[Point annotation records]
= = = = = = =

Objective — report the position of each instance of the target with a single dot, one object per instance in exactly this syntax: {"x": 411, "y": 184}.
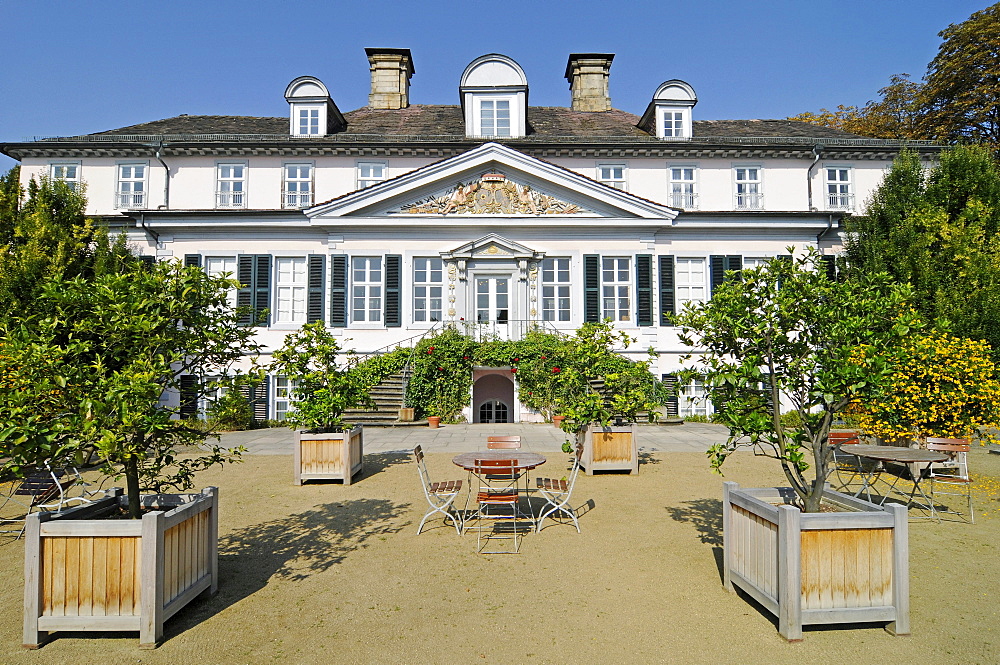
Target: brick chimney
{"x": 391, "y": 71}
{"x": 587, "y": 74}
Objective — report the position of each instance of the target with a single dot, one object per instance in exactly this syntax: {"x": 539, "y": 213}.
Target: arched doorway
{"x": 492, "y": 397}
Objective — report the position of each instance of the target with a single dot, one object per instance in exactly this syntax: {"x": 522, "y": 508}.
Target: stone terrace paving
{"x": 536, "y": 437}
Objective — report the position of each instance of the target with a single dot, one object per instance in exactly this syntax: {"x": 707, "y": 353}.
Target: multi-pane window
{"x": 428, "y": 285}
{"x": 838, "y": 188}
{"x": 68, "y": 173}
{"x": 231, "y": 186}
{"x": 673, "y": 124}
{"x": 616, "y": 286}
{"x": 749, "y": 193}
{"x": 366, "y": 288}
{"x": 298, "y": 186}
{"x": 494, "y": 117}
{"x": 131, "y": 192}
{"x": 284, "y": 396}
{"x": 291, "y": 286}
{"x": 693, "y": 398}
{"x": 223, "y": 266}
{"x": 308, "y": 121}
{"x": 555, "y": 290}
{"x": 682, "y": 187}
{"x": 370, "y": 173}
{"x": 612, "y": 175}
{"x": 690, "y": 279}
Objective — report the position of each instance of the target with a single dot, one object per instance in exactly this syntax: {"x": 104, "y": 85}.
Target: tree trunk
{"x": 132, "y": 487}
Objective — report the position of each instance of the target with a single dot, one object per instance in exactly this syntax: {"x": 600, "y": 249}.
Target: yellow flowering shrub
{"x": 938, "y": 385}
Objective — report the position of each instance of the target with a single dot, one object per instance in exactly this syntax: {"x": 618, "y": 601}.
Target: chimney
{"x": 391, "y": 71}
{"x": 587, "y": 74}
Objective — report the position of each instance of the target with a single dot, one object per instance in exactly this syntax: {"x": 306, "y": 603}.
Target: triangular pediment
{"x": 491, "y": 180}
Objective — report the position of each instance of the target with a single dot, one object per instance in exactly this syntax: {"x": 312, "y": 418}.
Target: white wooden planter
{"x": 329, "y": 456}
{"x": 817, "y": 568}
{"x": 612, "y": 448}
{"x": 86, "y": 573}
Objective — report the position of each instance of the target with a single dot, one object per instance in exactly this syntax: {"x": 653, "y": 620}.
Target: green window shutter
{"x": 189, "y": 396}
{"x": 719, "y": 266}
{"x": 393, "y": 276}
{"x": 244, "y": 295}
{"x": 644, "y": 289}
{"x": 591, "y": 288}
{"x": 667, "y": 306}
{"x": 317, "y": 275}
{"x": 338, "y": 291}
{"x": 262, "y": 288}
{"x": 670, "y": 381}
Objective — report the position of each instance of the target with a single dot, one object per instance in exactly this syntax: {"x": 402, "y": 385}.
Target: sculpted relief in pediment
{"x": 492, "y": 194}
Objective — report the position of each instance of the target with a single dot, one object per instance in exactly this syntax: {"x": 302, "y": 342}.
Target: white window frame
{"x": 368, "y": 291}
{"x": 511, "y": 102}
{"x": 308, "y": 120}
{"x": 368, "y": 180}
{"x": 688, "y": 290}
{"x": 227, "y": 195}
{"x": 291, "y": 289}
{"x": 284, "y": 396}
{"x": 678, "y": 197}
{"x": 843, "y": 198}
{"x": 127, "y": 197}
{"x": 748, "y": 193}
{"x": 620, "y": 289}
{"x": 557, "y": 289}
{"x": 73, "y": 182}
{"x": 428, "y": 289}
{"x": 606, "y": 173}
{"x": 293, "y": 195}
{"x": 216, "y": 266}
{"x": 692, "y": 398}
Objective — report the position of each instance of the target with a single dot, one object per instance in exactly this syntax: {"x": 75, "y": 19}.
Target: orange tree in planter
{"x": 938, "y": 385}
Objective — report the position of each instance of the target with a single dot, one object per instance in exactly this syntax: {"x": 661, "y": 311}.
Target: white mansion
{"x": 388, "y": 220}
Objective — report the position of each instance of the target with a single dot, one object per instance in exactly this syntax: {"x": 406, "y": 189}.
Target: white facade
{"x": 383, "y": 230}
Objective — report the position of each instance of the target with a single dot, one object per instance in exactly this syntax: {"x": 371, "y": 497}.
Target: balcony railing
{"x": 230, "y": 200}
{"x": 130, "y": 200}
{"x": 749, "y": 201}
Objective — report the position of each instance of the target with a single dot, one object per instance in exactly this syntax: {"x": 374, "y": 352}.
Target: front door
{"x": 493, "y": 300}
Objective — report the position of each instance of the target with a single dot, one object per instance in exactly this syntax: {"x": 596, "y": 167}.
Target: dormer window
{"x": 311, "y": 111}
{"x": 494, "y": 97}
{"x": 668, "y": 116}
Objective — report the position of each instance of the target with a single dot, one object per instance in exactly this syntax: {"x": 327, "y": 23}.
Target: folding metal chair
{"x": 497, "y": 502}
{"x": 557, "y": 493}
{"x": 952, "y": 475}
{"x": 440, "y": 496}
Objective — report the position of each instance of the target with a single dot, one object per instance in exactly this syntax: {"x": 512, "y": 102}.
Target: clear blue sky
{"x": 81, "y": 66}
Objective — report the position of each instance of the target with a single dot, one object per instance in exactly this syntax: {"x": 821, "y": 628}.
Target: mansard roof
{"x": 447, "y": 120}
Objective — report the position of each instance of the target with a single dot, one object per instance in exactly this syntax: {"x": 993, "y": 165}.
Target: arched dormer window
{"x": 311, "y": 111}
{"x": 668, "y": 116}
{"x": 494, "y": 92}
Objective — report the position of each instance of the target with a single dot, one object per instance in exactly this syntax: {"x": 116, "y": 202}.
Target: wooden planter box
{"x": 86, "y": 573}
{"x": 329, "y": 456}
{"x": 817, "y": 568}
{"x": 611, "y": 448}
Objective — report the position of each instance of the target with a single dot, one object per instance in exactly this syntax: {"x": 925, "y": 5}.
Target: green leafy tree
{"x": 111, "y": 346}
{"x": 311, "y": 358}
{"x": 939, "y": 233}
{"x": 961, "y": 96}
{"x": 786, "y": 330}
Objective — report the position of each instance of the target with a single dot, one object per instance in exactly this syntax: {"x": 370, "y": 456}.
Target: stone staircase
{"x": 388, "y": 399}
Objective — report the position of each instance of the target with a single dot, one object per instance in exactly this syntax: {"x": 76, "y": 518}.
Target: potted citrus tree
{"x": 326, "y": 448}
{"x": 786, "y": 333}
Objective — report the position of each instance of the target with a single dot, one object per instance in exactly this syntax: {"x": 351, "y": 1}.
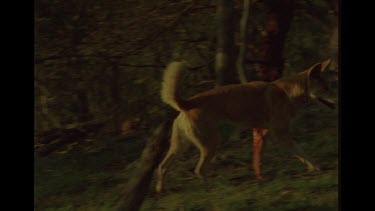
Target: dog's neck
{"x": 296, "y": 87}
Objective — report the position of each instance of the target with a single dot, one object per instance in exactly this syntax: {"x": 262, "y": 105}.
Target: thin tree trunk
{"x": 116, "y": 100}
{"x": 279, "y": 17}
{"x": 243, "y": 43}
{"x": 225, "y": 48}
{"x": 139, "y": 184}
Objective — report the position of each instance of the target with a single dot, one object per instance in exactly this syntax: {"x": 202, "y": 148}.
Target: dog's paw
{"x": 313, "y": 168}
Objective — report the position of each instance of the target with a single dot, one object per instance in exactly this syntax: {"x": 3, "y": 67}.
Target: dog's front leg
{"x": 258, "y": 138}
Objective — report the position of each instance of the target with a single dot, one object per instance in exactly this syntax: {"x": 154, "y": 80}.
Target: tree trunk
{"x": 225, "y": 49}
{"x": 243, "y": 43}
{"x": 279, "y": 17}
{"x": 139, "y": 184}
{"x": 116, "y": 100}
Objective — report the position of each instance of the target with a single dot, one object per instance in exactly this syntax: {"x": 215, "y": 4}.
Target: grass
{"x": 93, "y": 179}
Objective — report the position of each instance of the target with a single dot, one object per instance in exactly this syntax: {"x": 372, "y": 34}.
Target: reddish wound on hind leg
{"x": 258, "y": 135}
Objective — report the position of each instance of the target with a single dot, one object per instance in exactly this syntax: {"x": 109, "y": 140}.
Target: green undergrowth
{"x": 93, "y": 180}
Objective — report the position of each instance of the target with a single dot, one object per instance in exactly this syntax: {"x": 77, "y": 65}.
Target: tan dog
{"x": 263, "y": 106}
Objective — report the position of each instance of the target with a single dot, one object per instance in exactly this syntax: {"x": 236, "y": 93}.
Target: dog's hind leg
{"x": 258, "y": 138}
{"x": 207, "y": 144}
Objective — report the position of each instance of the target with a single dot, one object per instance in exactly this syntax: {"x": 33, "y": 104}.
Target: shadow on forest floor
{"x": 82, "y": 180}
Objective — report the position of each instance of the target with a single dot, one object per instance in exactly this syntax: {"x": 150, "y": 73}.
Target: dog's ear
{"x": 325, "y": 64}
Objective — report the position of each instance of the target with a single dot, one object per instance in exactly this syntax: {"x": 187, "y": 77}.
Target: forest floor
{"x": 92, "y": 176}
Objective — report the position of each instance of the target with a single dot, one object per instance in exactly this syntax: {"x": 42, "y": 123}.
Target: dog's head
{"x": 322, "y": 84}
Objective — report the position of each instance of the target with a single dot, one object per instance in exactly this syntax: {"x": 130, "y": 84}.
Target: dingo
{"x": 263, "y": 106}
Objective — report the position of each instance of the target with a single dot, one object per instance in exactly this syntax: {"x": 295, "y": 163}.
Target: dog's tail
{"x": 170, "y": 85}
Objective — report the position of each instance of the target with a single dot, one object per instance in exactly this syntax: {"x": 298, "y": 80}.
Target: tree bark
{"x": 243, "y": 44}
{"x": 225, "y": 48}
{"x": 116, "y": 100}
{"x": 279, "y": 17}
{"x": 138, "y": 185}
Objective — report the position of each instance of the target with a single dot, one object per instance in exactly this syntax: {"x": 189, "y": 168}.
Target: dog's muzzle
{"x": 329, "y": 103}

= = = = = = =

What is expected. Report how many lines of the records above contain the string "arched", with case counting. Give only the number.

Worked solution. 2